* Задания *
A) Какой точности (accuracy) достигнет модель, если в классификатор вставить слой `good_conv`? Ответ найдите во фрагменте о проверке DARTS.
B) Продолжите код из фрагмента о проверке DARTS на классификаторе CIFAR-10. Начните сразу после определения класса `Flatten`.

* Выбранный фрагмент *
= = =

### В этом файле проверяется работа DARTS на простом классификаторе cifar-10
#### В один из слоёв классивикатора вставляется на выбор один из двух слоёв: `good_conv` - выбрав его, модель достигнет 86% accuracy, и `bad_conv` - потолок 75% accuracy
**Результаты можно посмотреть в tensorboard** (веса, даваемые  `good_conv` ожидаются больше весов `bad_conv`)

In [2]:
import torch
import torch.nn as nn
from torch.autograd import Variable
import numpy as np
import matplotlib.pyplot as plt
from tensorboardX import SummaryWriter
from torchsummary import summary

from dataloaders import get_loaders, get_test_loader
from utils import get_logger, AverageMeter, accuracy, check_tensor_in_list
from fbnet_training_functions_supernet import TrainerSupernet
from architect import Architect

class Flatten(nn.Module):
    def forward(self, input):
        return input.view(input.size(0), -1)

= = =

* Исходные материалы *
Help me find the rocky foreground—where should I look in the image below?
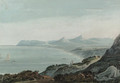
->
[0,35,120,83]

= = =

* Ответы *
A) Модель со слоем `good_conv` достигнет точности 86%.

B)
# Configs

In [4]:
CONFIG_ARCH = {
    'dataloading' : {
        'batch_size' : 1000,
        'path_to_save_data' : './cifar10_data/',
        'w_share_in_train' : 0.8,
    },
    'logging' : {
        'path_to_log_file' : './logs_darts/logger/',
        'path_to_tensorboard_logs' : './logs_darts/tf',
    },
    'optimizer' : {
        # SGD parameters for w
        'w_lr' : 0.1,
        'w_momentum' : 0.9,
        'w_weight_decay' : 1e-4,
        # Adam parameters for thetas
        'thetas_lr' : 0.01,
        'betas' : (0.5, 0.999),
        'thetas_weight_decay' : 1e-3,
    },
    'train_settings' : {
        'eta_min' : 0.005,
        'cnt_epochs' : 200, # 90
        'print_freq' : 50, # show logging information
        'path_to_save_model' : './logs_darts/best_model.pth',
        ## CosineAnnealingLR settings
        'eta_min' : 0.005,
    }
}

# Logger

In [5]:
manual_seed = 1
#np.random.seed(manual_seed)
torch.manual_seed(manual_seed)
torch.cuda.manual_seed_all(manual_seed)
torch.backends.cudnn.benchmark = True

logger = get_logger(CONFIG_ARCH['logging']['path_to_log_file'])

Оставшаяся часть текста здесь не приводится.